Text segment =

The last motion picture I saw there was a “buddy-picture” called “Running Scared”. It starred Billy Crystal and Gregory Hines, …with Jimmy Smits as the heavy. I think it may have been the last film screened there because, when they shut the joint down the posters for said film were still up. I can remember passing by the theatre and seeing them fading from the sunlight. I saw some fun movies there over the years(Star Wars, Raiders of the Lost Ark, Airplane,etc.) It was a shame to see it just waste away. I hate passing by that place whenever I’m in town.

loraliz
loraliz on December 10, 2003 at 10:01 am

Bernie at the Organ was a regular live feature at the RKO Keith’s for many years and well loved.

WilliamMcQuade
WilliamMcQuade on October 11, 2003 at 12:09 am

I work in Flushing & pass by it daily. I got a peek inside & the lobby ( the landmark portion) is basically bare walls. So much for landmark protection. In NYC, it is all about money. History be damned

Ed Solero
Ed Solero on February 17, 2003 at 6:24 am

The theater is also on the National Register of Historic Places and is situated on Northern Boulevard opposite Main Street.

Ed Solero
Ed Solero on February 17, 2003 at 6:21 am

The Kieth’s was an absolutely spectacular theater. Even as a triplex, seeing a film here (particularly in the intact balcony auditorium) was a special treat. The theater actually survivied until 1986, when it was closed by the local real estate magnate and vandal who attempted to gut the theater despite it’s official landmark status and convert the space into a retail mall. There has been much legal and civic turmoil regarding it’s fate over the last 17 years. The operators of the nearby historic Flushing Town Hall have been rumored to be interested in acquiring the theater to restore it to legitemate use as a cultural center, but any efforts there have been thwarted by legal entanglements and lack of funding.

Problem description = According to the theater comments, on which street does the theater stand? Rely only on the theater comments above for this.

Dataset entries =
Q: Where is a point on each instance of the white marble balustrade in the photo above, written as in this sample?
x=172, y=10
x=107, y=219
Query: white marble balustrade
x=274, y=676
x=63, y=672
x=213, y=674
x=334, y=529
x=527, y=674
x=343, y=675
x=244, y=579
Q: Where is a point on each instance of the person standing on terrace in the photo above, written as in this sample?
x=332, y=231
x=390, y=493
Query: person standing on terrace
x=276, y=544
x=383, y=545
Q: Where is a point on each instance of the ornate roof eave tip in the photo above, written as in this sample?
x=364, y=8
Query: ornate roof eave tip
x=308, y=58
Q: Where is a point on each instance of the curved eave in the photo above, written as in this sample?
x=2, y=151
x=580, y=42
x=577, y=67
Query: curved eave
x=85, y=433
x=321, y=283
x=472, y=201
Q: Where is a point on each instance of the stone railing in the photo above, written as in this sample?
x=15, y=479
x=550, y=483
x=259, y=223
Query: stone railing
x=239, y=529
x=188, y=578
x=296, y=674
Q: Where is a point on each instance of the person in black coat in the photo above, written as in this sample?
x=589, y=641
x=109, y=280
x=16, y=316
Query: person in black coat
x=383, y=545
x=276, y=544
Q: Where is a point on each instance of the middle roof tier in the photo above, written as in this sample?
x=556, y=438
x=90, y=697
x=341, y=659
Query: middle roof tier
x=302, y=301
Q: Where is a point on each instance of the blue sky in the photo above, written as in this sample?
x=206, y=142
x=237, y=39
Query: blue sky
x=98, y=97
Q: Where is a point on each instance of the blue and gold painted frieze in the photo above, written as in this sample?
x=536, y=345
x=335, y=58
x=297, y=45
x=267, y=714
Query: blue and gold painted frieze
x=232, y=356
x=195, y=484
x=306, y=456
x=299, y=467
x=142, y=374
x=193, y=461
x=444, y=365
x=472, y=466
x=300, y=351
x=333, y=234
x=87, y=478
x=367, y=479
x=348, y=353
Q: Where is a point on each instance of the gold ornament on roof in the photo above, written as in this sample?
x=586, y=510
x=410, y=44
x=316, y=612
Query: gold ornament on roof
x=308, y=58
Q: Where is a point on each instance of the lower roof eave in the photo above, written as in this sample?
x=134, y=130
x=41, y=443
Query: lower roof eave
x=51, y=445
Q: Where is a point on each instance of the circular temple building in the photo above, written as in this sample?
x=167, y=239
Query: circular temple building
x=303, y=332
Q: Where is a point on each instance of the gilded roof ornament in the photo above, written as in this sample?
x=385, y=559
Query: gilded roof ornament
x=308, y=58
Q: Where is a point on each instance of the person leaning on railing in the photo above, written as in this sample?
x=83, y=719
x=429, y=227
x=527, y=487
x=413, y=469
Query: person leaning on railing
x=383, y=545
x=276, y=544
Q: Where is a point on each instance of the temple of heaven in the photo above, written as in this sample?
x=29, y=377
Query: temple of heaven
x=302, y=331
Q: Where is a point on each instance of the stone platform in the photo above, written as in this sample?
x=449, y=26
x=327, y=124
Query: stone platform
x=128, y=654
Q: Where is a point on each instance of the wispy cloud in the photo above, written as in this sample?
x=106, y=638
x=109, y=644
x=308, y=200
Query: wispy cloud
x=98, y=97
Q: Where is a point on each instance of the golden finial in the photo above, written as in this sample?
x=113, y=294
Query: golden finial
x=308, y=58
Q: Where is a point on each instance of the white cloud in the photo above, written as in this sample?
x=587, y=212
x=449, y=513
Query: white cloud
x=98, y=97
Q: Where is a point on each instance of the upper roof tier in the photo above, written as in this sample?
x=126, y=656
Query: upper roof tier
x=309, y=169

Result for this exercise = It stands on Northern Boulevard, opposite Main Street.